### STORED RECORDS
>>

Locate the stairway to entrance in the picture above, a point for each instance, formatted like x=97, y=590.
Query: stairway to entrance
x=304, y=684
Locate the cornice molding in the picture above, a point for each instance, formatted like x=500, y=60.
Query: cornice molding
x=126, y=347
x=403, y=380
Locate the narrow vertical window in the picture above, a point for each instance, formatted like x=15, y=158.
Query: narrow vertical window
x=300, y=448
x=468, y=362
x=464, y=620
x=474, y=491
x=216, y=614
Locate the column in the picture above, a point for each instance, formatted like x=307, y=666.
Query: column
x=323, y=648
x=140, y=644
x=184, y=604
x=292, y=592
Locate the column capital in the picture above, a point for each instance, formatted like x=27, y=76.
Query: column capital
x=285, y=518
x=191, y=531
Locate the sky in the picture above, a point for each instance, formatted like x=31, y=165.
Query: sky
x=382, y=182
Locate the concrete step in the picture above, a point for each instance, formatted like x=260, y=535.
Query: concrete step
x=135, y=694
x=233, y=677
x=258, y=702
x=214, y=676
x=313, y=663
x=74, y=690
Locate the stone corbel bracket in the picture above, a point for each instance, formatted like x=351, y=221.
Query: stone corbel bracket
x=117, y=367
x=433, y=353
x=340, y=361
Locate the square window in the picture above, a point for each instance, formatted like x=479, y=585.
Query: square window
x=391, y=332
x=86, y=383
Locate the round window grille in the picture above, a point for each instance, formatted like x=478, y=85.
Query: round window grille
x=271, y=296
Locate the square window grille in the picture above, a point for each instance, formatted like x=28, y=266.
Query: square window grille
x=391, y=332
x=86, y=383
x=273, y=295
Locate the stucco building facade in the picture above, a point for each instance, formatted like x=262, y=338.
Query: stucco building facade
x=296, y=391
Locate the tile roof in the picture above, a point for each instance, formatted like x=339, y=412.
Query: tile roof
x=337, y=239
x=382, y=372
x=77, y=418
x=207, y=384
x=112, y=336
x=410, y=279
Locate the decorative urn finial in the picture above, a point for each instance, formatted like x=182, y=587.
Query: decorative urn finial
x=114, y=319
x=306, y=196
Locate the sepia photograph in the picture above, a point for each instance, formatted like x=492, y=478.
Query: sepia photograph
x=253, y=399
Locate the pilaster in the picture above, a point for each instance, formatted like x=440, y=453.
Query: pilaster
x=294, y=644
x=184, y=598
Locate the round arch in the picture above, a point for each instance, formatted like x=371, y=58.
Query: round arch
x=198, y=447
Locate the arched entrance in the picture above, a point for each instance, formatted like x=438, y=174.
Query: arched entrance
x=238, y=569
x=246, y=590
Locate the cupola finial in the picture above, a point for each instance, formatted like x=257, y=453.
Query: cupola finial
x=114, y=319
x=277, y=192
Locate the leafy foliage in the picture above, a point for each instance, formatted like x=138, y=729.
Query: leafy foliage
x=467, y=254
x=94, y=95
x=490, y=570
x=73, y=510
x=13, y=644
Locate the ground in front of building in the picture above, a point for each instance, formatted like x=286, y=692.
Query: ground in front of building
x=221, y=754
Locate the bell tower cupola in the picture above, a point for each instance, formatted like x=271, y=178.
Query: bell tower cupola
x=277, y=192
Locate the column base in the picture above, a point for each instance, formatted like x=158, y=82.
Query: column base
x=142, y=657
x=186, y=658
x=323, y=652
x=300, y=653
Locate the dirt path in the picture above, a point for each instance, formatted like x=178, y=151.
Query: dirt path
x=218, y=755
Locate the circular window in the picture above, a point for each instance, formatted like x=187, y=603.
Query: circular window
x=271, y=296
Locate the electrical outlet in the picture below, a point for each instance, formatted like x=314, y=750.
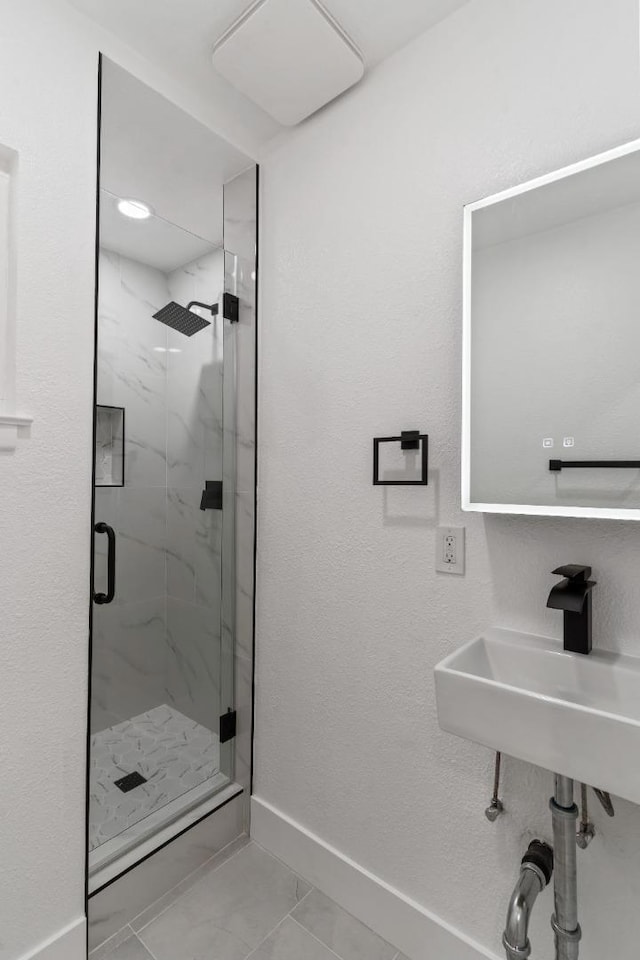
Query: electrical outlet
x=450, y=549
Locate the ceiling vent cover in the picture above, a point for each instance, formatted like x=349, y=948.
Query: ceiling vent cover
x=288, y=57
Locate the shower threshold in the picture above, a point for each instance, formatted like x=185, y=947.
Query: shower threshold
x=105, y=865
x=132, y=815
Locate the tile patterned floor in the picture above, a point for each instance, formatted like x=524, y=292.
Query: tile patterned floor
x=173, y=752
x=246, y=905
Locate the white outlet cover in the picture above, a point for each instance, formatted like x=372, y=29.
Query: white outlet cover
x=291, y=58
x=442, y=565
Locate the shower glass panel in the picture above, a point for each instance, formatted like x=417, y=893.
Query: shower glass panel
x=162, y=651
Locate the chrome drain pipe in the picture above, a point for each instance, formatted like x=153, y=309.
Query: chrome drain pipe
x=535, y=874
x=564, y=922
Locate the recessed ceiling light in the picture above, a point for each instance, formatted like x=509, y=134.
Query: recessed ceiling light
x=134, y=209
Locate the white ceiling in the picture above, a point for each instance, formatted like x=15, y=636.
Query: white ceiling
x=179, y=36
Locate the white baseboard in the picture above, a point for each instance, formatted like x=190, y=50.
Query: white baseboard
x=70, y=943
x=397, y=918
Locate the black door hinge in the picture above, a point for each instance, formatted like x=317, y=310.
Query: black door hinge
x=231, y=307
x=227, y=726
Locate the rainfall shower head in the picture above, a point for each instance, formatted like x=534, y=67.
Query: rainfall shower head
x=183, y=319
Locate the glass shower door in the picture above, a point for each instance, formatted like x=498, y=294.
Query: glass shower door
x=162, y=650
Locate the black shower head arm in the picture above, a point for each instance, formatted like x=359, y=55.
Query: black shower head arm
x=213, y=307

<<

### WHAT IS EXPECTED
Print only the lines from the one with "Locate the black door" to the end of the records, both included.

### ANSWER TO THIS EXERCISE
Locate the black door hinge in the picture above, a point for each instance, formatted like x=317, y=310.
Query: black door hinge
x=231, y=307
x=227, y=726
Locate the rainfall shower head in the picture above, a point for each instance, formatted like x=534, y=67.
Query: rainfall shower head
x=183, y=319
Locate the glass shower door in the picture above, a point for each instance, formatted like x=498, y=294.
Query: glass shower door
x=162, y=650
Locate the black shower head arm in the picture above, a point for each instance, formatted like x=359, y=55.
Query: black shower head arm
x=213, y=307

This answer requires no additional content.